* START DATASET EXTRACT *

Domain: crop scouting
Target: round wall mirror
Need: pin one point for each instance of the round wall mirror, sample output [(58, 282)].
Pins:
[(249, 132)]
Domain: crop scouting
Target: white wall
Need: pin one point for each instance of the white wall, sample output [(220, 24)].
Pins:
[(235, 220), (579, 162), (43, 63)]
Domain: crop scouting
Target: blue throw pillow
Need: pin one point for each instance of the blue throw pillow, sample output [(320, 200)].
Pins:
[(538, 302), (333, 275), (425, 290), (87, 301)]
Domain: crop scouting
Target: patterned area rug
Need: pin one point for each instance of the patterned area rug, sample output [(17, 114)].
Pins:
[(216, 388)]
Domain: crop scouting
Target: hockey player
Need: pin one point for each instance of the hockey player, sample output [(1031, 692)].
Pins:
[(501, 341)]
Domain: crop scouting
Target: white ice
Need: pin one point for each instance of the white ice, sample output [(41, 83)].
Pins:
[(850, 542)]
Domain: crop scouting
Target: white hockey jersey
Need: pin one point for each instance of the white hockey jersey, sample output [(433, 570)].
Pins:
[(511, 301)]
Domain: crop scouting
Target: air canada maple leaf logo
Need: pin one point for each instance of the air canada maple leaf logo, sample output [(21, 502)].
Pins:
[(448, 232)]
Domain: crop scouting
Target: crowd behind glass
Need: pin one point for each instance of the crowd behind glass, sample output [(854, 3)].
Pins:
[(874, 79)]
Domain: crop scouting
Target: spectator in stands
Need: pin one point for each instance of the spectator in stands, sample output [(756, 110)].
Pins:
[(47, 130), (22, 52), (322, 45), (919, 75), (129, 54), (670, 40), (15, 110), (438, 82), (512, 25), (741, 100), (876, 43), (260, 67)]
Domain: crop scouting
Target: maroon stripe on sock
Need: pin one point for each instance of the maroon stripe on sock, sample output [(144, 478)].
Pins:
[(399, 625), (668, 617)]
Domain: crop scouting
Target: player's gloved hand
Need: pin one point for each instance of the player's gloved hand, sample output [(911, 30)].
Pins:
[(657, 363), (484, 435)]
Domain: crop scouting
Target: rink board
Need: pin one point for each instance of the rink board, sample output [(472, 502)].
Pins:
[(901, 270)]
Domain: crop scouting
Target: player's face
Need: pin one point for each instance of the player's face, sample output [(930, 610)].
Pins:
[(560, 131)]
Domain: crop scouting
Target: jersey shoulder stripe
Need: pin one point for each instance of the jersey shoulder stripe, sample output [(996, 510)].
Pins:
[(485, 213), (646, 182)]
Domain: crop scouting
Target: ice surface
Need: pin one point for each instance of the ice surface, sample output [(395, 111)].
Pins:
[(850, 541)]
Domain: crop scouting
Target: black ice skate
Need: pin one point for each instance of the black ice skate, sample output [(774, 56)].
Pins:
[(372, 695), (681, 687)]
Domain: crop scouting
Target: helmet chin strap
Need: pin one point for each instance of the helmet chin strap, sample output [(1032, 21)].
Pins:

* END DATASET EXTRACT *

WHAT IS NEEDED
Repeat the records above exactly, leaving none out.

ANSWER TO THE PROBLEM
Domain: crop scouting
Target: round wall mirror
Need: pin one point for each instance of the round wall mirror, sample output [(58, 282)].
Pins:
[(249, 132)]
Domain: crop scouting
Target: white wall
Need: pin one point for each instance of the white wall, sample output [(220, 24)].
Pins:
[(235, 220), (579, 162), (43, 63)]
Domain: crop scouting
Target: blue throw pillow
Need: pin one point for each instance of the blue throw pillow, sample output [(320, 200)].
Pins:
[(538, 302), (333, 275), (425, 290), (87, 301)]
Domain: crop scouting
Target: patterned area rug
Need: pin one point for each instance of the patterned area rug, sample output [(17, 114)].
Pins:
[(216, 388)]
Domain: crop scouting
Target: hockey player
Need: pin one point for each instance of the hockey player, sample output [(1031, 692)].
Pins:
[(501, 341)]
Domain: crop scouting
Target: white ice
Need: pin one point for each instance of the white ice, sample output [(41, 83)].
Pins:
[(850, 542)]
Domain: crop scouting
Target: white hockey jersey
Need: pin one point for each instance of the white hockey jersey, sample output [(433, 570)].
Pins:
[(511, 301)]
Domain: crop scouting
Target: air canada maple leaf logo
Need: pin one point for each instance of the air canada maple leaf logo, sample output [(21, 502)].
Pins:
[(448, 232)]
Domain: crop scouting
Target: crowd behind glass
Need: pin one point for each instance of the crowd behind glass, sample output [(854, 3)].
Pins:
[(874, 79)]
Domain: crop scouting
Target: spectator in stands
Need: pin one point for each instance of the spectator in stands, sample output [(756, 110)].
Pins:
[(47, 130), (22, 52), (322, 45), (919, 75), (129, 54), (670, 40), (15, 110), (438, 82), (512, 25), (741, 100), (876, 43), (260, 67)]
Domain: crop scouting
Target: maroon stripe on sock
Need: pin one point for each instance of the maroon stripe on sock, sample output [(144, 478)].
Pins:
[(399, 625), (668, 617)]
Domain: crop scouting
Target: player's gloved hand
Need: pin one point for each instance of the player's gloved hand, sample output [(911, 30)].
Pins:
[(657, 363), (484, 435)]
Domain: crop scouting
Target: rink board
Need: pin one point for each instance of the rink board, sample output [(472, 502)].
Pins:
[(901, 270)]
Domain: crop scouting
Target: player's face
Need: pin one point for each instance of the player's face, sample output [(930, 610)].
Pins:
[(560, 131)]
Domain: crop scouting
Target: jersey shoulder stripe
Need: pin one point for each instance of the jersey shoulder stripe, sample output [(996, 510)].
Pins:
[(485, 213), (646, 182)]
Domain: crop scouting
Target: ice surface
Need: pin one point for each instance of the ice surface, sample output [(395, 111)].
Pins:
[(850, 541)]
Domain: crop scouting
Target: black ice skate
Need: pin one point for each instance of the black ice skate, sample output [(774, 56)].
Pins:
[(372, 695), (681, 687)]
Domain: crop scouting
Target: helmet chin strap
Need: pin one point for each instance of the helmet chin strap, sample output [(1032, 21)].
Pins:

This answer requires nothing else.